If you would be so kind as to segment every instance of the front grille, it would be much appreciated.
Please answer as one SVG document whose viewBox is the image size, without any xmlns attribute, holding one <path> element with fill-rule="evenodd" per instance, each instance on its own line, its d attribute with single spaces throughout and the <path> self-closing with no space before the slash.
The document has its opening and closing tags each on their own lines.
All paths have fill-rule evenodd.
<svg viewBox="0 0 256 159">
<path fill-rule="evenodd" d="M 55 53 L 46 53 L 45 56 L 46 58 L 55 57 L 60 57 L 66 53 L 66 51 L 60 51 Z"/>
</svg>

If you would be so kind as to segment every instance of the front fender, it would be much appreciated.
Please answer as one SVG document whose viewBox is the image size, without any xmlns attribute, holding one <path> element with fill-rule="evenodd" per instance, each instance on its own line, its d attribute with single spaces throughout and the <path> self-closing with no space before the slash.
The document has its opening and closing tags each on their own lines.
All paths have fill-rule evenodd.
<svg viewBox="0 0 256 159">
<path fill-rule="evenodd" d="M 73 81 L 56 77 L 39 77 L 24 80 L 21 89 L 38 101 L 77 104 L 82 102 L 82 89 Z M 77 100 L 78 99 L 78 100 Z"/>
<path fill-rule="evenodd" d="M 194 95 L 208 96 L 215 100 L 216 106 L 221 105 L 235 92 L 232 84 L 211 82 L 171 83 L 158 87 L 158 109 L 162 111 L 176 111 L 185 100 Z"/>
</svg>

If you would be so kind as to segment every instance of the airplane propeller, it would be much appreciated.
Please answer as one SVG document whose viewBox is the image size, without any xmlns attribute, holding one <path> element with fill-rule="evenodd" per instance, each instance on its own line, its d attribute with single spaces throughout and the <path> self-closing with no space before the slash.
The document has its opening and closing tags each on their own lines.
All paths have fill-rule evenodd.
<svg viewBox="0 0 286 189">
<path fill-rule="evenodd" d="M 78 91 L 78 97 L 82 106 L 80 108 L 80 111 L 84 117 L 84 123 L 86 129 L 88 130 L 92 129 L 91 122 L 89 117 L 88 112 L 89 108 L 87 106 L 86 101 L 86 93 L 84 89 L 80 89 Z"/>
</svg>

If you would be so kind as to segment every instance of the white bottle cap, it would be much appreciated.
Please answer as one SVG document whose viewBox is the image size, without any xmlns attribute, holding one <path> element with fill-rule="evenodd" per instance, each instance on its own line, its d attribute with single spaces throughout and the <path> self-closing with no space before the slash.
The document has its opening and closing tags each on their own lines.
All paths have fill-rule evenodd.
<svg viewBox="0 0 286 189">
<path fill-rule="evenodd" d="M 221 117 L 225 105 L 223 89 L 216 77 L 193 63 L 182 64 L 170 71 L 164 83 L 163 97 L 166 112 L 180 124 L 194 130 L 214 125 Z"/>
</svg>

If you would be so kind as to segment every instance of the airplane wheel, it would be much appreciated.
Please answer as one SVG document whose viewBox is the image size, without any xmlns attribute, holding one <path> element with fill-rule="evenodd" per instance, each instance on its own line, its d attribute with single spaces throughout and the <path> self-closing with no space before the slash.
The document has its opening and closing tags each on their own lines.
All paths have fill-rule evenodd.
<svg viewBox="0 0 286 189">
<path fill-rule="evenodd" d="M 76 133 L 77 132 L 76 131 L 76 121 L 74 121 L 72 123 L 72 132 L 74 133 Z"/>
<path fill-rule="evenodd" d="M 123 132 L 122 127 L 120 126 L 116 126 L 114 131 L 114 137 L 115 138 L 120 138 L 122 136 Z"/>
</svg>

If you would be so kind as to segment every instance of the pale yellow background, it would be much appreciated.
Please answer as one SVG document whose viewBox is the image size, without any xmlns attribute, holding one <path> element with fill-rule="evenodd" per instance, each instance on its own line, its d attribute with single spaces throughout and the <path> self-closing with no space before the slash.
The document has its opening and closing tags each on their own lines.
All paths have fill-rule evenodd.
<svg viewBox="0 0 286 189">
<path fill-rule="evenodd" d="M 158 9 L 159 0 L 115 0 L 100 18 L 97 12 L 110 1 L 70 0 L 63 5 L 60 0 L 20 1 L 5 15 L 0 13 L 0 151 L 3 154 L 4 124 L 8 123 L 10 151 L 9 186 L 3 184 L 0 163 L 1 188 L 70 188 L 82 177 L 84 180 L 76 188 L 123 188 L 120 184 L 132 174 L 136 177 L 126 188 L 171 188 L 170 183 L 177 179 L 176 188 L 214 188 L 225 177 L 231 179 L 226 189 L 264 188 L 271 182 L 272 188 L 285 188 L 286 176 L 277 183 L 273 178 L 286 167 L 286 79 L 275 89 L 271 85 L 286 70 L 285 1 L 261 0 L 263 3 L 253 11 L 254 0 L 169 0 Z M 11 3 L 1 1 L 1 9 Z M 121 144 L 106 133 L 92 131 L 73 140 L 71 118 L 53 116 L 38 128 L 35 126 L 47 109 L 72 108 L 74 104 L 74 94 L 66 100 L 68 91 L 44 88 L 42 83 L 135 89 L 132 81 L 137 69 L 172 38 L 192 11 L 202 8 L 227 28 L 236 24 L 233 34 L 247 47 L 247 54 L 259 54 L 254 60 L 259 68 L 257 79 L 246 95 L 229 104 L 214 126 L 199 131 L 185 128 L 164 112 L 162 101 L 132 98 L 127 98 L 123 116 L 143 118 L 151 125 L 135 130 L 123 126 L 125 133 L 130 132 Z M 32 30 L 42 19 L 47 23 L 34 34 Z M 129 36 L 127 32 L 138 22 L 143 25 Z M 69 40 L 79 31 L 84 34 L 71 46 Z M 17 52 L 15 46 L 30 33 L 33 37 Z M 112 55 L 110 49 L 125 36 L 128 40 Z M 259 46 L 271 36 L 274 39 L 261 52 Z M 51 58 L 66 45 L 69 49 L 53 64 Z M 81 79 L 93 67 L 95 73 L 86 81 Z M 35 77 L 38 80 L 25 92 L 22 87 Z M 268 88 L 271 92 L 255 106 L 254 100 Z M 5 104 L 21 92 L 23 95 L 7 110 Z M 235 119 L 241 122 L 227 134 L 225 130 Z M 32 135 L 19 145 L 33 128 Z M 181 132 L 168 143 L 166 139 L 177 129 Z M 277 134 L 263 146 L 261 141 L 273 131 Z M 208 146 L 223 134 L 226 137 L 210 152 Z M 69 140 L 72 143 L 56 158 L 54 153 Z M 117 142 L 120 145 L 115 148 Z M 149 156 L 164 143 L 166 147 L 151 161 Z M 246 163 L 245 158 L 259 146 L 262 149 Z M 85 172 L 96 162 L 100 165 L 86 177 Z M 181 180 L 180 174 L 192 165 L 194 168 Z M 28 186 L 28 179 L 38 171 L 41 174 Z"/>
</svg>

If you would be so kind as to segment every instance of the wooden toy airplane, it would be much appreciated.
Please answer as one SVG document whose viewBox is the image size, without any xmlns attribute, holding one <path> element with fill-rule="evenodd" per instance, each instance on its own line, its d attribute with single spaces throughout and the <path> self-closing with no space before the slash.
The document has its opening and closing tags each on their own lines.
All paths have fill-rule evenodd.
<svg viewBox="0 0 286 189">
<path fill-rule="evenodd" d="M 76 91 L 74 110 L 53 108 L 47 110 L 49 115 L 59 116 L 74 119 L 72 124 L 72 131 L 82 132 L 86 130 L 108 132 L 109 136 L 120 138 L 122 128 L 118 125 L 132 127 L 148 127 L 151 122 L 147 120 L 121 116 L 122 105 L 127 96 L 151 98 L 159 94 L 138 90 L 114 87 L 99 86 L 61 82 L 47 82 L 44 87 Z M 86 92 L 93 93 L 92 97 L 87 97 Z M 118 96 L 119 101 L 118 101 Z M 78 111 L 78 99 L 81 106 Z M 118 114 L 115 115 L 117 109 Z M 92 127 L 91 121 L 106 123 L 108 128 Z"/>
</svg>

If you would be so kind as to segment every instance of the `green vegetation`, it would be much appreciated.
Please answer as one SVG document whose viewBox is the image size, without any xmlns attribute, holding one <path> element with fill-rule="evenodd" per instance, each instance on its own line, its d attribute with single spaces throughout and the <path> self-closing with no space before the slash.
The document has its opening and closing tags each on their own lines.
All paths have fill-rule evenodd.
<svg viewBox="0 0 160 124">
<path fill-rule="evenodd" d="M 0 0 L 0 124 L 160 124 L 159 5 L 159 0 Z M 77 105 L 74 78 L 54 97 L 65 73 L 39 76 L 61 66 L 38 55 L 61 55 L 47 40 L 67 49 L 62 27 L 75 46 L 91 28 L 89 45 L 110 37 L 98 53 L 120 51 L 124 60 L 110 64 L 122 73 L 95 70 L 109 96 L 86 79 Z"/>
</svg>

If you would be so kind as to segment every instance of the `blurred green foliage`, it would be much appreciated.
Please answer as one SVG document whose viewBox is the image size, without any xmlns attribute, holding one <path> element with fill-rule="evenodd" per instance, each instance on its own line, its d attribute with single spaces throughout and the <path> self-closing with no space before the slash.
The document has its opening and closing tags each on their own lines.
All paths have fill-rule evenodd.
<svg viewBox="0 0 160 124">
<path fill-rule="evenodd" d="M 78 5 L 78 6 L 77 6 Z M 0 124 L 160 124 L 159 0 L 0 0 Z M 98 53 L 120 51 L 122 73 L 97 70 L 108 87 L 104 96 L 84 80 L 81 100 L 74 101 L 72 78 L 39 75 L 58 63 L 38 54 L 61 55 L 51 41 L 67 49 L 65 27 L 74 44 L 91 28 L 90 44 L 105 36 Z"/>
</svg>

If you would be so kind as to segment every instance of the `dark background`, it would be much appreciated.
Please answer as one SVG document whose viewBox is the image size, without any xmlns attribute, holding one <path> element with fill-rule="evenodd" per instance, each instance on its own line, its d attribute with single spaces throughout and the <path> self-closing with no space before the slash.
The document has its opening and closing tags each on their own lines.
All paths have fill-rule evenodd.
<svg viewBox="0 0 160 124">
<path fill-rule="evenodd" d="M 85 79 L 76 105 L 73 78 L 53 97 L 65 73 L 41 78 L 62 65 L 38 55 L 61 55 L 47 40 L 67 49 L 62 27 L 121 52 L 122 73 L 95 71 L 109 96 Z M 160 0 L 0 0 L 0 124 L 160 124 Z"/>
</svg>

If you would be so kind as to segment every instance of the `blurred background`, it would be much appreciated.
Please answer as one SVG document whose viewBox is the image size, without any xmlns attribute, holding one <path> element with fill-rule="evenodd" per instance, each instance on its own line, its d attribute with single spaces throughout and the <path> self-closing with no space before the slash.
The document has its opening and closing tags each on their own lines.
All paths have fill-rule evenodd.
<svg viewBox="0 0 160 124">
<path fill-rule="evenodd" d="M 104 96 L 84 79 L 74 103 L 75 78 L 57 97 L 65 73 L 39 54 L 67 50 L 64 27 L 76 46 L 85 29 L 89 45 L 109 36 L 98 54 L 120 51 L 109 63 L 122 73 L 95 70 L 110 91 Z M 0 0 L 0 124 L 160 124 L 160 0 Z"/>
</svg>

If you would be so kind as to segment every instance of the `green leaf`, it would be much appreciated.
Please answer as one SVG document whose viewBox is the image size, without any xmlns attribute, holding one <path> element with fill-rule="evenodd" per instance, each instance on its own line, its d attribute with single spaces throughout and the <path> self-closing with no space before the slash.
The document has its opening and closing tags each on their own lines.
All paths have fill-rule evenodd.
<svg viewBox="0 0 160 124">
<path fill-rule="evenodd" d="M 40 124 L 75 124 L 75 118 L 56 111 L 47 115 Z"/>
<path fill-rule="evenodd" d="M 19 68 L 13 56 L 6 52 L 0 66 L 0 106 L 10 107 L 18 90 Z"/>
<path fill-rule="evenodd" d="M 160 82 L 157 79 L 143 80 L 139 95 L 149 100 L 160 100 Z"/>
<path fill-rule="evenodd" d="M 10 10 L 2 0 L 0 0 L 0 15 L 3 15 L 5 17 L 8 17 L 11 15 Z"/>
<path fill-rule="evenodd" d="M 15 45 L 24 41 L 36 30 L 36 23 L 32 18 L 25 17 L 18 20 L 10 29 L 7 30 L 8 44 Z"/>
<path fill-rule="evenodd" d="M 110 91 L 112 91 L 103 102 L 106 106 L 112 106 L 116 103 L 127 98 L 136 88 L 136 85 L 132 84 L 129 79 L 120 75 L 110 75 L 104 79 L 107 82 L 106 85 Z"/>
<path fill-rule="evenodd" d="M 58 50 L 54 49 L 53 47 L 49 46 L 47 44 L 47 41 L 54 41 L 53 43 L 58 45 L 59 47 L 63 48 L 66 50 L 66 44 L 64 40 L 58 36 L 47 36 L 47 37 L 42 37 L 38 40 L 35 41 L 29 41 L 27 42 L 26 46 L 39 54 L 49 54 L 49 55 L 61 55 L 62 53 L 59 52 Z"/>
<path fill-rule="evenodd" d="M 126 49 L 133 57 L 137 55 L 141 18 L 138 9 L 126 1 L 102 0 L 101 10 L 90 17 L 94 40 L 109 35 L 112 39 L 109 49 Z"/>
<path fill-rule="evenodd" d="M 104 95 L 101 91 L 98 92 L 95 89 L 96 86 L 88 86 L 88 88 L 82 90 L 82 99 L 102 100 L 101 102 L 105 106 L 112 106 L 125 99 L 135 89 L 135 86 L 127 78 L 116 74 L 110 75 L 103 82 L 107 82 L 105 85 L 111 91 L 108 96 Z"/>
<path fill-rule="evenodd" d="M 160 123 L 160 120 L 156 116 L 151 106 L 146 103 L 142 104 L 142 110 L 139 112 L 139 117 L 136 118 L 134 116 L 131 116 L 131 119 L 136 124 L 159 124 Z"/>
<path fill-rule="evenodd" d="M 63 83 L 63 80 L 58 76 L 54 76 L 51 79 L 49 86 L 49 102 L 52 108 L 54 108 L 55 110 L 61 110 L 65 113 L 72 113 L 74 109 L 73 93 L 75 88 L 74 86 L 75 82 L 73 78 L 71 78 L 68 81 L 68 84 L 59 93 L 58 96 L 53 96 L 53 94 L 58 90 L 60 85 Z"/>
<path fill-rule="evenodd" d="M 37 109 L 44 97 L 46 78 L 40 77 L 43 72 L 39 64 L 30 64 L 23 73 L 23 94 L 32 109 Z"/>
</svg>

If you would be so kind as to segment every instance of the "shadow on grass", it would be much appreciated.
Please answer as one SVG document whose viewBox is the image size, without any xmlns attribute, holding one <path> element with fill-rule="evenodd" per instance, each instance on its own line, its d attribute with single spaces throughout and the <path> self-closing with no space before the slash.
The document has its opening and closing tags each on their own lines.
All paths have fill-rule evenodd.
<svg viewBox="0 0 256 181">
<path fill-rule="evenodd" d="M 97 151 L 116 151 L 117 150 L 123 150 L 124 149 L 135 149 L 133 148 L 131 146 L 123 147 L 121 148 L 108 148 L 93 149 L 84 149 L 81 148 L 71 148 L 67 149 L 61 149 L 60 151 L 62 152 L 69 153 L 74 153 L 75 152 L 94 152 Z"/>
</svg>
=======
◆ Short problem
Count the lines in the entries above that contain the word "front", treating uppercase and lowercase as different, and give only the number.

◆ Written reply
2